Alıntı
┄┄┄┄┄┄┄┄┄┄┄┄┄┄┄┄┄┄┄┄
Ceza Genel Kurulu 2006/4-316 E., 2006/308 K.
HÜRRİYETE KARŞI SUÇLAR
ŞAHISLARA KARŞI MÜESSİR FİİLLER
“İçtihat Metni”
E... A...’un kavgada korkutmak amacıyla silah gösterme suçundan
765 sayılı TCY’nın 466/1 ve 647 sayılı Yasanın 4. maddesi uyarınca
420 YTL ağır para cezası ile cezalandırılmasına, ilişkin İ... 12.
Asliye Ceza Mahkemesinden verilen 22.03.2005 gün ve 873-6482 sayılı
hüküm temyiz edilmeyerek kesinleşmiştir.
5237 sayılı TCY’nın yürürlüğe girmesi üzerine yerel mahkemede
duruşma açılmaksızın evrak üzerinde gerçekleştirilen uyarlama
yargılaması sonunda 23.06.2005 gün ve 873-682 sayılı ek kararla;
”Yüklenen fiilin 5237 sayılı Yasada suç olarak tanımlanmadığı”
gerekçesiyle, E... A...’un beraatine, itirazı kabil olmak üzere
karar verilmiştir.
İ... C.Başsavcılığının 19.09.2005 havale tarihli bir yazı ile itiraz
etmesi üzerine Yerel Mahkeme bu kez 21.09.2005 gün ve 873-682 sayı
ile;
”E... A...’un eyleminin 5237 sayılı Yasanın 106/2-a maddesinde
düzenlenen suçu oluşturduğu, anılan maddedeki yaptırımın 2 yıldan 5
yıla kadar hapis cezası öngördüğü ve sanık lehine olmadığı”
┄┄┄┄┄┄┄┄┄┄┄┄┄┄┄┄┄┄┄┄
Verilen bilgiler

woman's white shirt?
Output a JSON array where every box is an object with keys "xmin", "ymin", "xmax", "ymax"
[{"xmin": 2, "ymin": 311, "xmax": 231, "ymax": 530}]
┄┄┄┄┄┄┄┄┄┄┄┄┄┄┄┄┄┄┄┄
Alıntıda "5237 sayılı TCY’nın" sözleriyle başlayıp "karar verilmiştir." sözlerine kadar süren kısmı aynen alıntılayın. Satırların alıntıyla hiçbir ilgisi yoktur.

Yanıt
5237 sayılı TCY’nın yürürlüğe girmesi üzerine yerel mahkemede
duruşma açılmaksızın evrak üzerinde gerçekleştirilen uyarlama
yargılaması sonunda 23.06.2005 gün ve 873-682 sayılı ek kararla;
”Yüklenen fiilin 5237 sayılı Yasada suç olarak tanımlanmadığı”
gerekçesiyle, E... A...’un beraatine, itirazı kabil olmak üzere
karar verilmiştir.